----- Metin -----
“Yehova Kendisi Hikmet Verir”
ZAMANINIZI ve enerjinizi hangi uğraşılar alıyor? İyi bir ad yapmakla ilgileniyor musunuz? Yoksa kendinizi servet biriktirmeye mi adadınız? Belirli bir alanda kariyer peşinde olmak ya da bir veya birkaç öğrenim dalında uzmanlaşmak konusunda ne düşünüyorsunuz? Başkalarıyla iyi ilişkiler geliştirmek sizin için önemli mi? Ya da ilgilendiğiniz başlıca konu sağlığınızı korumak mı?
Yukarıda sayılanların tümü de bir değer taşıyor gibi görünebilir. Peki, önem açısından başta gelen nedir? Mukaddes Kitap şu yanıtı veriyor: ‘Her şeyin başı hikmettir. Hikmet kazan.’ (Süleymanın Meselleri 4:7) O halde hikmeti nasıl kazanabiliriz? Yararları nelerdir? Kutsal Yazıların Süleymanın Meselleri kitabının ikinci babı yanıtları veriyor.
‘Hikmete Dikkat Et’
Eski İsrail’in hikmetli Kralı Süleyman, bir babanın sevgi dolu seslenişiyle şöyle diyor: “Oğlum, kulağını hikmete çevirerek, ve anlayışa yüreğini meylettirerek, sözlerimi kabul edersen, ve emirlerimi yanında saklarsan; gerçek, eğer idraki çağırırsan; ve anlayışa sesini yükseltirsen; eğer gümüş arar gibi onu ararsan, ve defineler araştırır gibi onu araştırırsan; RAB korkusunu o zaman anlıyacaksın, ve Allah bilgisini bulacaksın.”—Süleymanın Meselleri 2:1-5.
Hikmet kazanma sorumluluğunun kimde olduğunu görüyor musunuz? Bu ayetlerde “kabul edersen” ya da “saklarsan” gibi ifadeler kullanılıyor. Açıkça görüldüğü gibi, hikmeti ve onun yardımcıları olan anlayışı ve idraki, yani ayırt etme gücünü elde etmeye çalışmak her birimize düşen bir iştir. Ancak, önce Kutsal Yazılarda kayıtlı hikmet sözlerini ‘kabul etmeli’ ve hafızamızda ‘saklamalıyız.’ Bunun için Mukaddes Kitabı incelememiz gerekir.
Hikmet, Tanrı’nın verdiği bilgiyi doğru şekilde kullanma yeteneğidir. Mukaddes Kitap hikmet elde etmemiz için harika bir olanak sağlar! O, Süleymanın Meselleri ve Vaiz kitaplarında kayıtlı olanlar gibi hikmet sözleri içerir ve bu sözlere dikkat etmemiz gerekir. Ayrıca Mukaddes Kitapta Tanrısal ilkeleri uygulamanın yararını ve onları göz ardı etmekle ilgili tuzakları gösteren örnekler buluyoruz. (Romalılar 15:4; I. Korintoslular 10:11) Örneğin, peygamber Elişa’nın hizmetçisi olan açgözlü Gehazi’yle ilgili kaydı düşünün. (II. Kırallar 5:20-27) Bu bize açgözlülükten kaçınmanın hikmetini öğretmiyor mu? Yakub’un kızı Dina’nın Kenan ‘memleketinin kızlarına’ yaptığı, görünüşte zararsız ziyaretlerin feci sonucu hakkında ne denebilir? (Tekvin 34:1-31) Kötü arkadaşlıklar kurmanın akılsızlığını hemen ayırt etmiyor muyuz?—Süleymanın Meselleri 13:20; I. Korintoslular 15:33.
----- Veriler -----
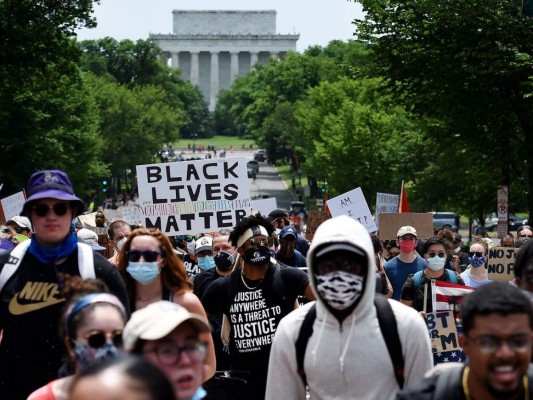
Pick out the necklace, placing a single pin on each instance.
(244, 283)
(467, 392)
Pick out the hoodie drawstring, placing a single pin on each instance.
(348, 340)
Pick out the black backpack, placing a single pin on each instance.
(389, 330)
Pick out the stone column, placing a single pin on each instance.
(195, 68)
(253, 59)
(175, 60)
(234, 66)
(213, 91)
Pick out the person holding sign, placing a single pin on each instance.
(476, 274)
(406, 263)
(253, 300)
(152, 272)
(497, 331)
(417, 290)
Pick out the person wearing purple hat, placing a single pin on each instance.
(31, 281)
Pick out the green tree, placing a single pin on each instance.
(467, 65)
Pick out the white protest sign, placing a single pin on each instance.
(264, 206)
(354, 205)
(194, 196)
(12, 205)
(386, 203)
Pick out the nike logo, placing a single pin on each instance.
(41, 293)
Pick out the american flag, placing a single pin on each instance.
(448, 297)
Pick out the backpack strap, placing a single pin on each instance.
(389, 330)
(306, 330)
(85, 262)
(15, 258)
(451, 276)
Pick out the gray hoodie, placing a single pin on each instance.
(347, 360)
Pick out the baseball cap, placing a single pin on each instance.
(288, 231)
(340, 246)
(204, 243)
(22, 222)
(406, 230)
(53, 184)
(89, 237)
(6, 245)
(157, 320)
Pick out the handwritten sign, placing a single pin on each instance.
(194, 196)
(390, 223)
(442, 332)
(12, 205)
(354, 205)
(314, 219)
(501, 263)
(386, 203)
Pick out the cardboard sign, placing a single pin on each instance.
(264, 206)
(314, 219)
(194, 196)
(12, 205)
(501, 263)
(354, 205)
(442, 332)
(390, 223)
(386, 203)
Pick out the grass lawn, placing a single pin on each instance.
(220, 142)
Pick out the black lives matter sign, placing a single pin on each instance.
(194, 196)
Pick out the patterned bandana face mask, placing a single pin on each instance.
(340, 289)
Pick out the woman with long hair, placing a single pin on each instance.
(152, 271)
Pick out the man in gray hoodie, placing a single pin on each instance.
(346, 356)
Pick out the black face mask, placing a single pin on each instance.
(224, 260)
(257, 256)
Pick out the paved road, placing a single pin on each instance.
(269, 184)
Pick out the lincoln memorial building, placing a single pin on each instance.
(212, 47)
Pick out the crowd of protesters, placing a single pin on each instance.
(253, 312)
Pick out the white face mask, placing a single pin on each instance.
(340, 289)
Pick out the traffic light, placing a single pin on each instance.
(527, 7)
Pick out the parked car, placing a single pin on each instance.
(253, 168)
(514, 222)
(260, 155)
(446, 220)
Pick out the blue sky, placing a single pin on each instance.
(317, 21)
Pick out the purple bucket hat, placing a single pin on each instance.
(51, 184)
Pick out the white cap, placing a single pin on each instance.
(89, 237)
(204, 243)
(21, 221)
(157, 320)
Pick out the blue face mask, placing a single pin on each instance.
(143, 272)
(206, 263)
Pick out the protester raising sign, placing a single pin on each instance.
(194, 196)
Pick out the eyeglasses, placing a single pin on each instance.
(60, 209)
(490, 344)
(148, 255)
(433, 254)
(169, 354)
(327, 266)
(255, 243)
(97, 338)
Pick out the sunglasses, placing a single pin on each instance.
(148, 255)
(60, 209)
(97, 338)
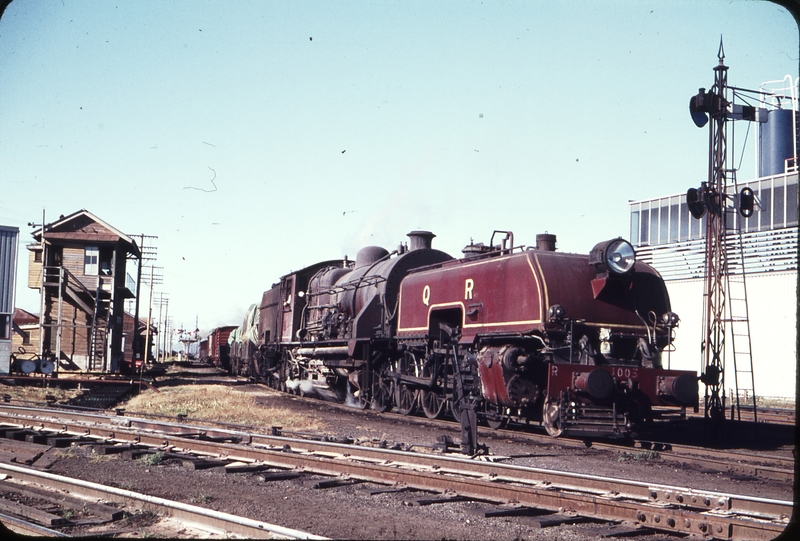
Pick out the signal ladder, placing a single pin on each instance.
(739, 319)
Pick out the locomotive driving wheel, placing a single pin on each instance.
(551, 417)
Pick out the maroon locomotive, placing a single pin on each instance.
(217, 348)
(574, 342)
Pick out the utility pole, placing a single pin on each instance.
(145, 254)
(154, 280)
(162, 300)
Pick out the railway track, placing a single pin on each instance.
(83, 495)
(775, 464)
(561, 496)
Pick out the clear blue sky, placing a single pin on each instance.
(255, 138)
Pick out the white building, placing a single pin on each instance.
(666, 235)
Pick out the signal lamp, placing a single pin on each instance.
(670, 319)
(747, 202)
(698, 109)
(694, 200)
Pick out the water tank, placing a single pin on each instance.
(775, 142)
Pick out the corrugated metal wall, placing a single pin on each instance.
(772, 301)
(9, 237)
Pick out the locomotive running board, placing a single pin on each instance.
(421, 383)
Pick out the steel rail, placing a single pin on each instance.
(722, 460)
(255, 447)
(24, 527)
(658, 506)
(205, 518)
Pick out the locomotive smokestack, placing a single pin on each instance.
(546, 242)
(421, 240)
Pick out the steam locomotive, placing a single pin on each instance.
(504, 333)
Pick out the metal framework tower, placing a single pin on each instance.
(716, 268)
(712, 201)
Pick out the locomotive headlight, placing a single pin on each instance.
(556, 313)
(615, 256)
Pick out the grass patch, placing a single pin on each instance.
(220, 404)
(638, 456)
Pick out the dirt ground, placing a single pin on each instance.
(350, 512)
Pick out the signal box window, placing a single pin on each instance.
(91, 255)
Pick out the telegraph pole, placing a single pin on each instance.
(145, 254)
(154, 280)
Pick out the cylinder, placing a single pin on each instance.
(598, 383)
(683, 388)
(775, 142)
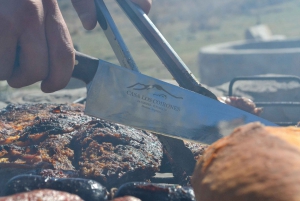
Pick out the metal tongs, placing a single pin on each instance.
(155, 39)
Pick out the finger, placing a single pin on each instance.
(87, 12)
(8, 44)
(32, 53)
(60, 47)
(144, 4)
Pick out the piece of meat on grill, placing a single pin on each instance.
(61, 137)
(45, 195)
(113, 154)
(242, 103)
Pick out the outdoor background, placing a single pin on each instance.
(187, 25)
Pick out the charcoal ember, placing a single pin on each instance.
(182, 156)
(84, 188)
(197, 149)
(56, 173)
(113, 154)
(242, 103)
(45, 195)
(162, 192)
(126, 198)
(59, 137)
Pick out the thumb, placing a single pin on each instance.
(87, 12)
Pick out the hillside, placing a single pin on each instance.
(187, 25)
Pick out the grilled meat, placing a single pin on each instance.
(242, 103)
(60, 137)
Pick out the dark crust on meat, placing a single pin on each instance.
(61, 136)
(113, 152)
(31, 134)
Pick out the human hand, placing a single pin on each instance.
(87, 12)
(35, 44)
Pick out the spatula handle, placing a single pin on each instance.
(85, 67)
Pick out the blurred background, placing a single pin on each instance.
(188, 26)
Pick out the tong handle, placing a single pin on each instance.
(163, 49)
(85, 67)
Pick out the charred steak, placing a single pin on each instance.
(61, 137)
-----
▸ Görevler
[1] Satırlarda "Pick out the human" ifadesinin geçtiği satırdan başlayıp satırların sonuna kadar giden kısmı, girdi ve cevap adlı iki sütunu olan bir CSV'ye çevirin. Her girdi ile ona ait cevap tek bir satırda yer alsın, her alan tırnak içinde olsun ve alanlardaki satır sonları boşluğa dönüşsün.
[2] Hikmet kazanmayı anlatan yazıyı kaldığı yerden devam ettirin.
Metin ile satırlar arasında hiçbir bağ yoktur.

▸ Cevaplar
[1]
girdi,cevap
"Pick out the human hand, placing a single pin on each instance.","(87, 12) (35, 44)"
"Pick out the spatula handle, placing a single pin on each instance.","(85, 67)"
"Pick out the blurred background, placing a single pin on each instance.","(188, 26)"
"Pick out the tong handle, placing a single pin on each instance.","(163, 49) (85, 67)"
"Pick out the charred steak, placing a single pin on each instance.","(61, 137)"

[2]
Hikmete dikkat etmek, ayırt etme ve anlama yeteneklerini edinmeyi gerektirir. Türk Dil Kurumunun yayımladığı Türkçe Sözlük ayırt etmeyi “birkaç şeyi bir birinden ayıran niteliği anlamak” olarak tanımlar. Tanrısal kaynaklı ayırt etme gücü, doğruyu yanlıştan ayırıp doğru yolu seçme yeteneğidir. Ayırt etme gücüne ‘yüreğimizi meylettirmedikçe,’ yani onu elde etmek üzere derin bir istek duymadıkça, ‘hayata götüren yolda’ nasıl kalabiliriz? (Matta 7:14; ayrıca Tesniye 30:19, 20 ile karşılaştırın.) Tanrı’nın Sözü’nün incelenip uygulanması ayırt etme gücü kazandırır.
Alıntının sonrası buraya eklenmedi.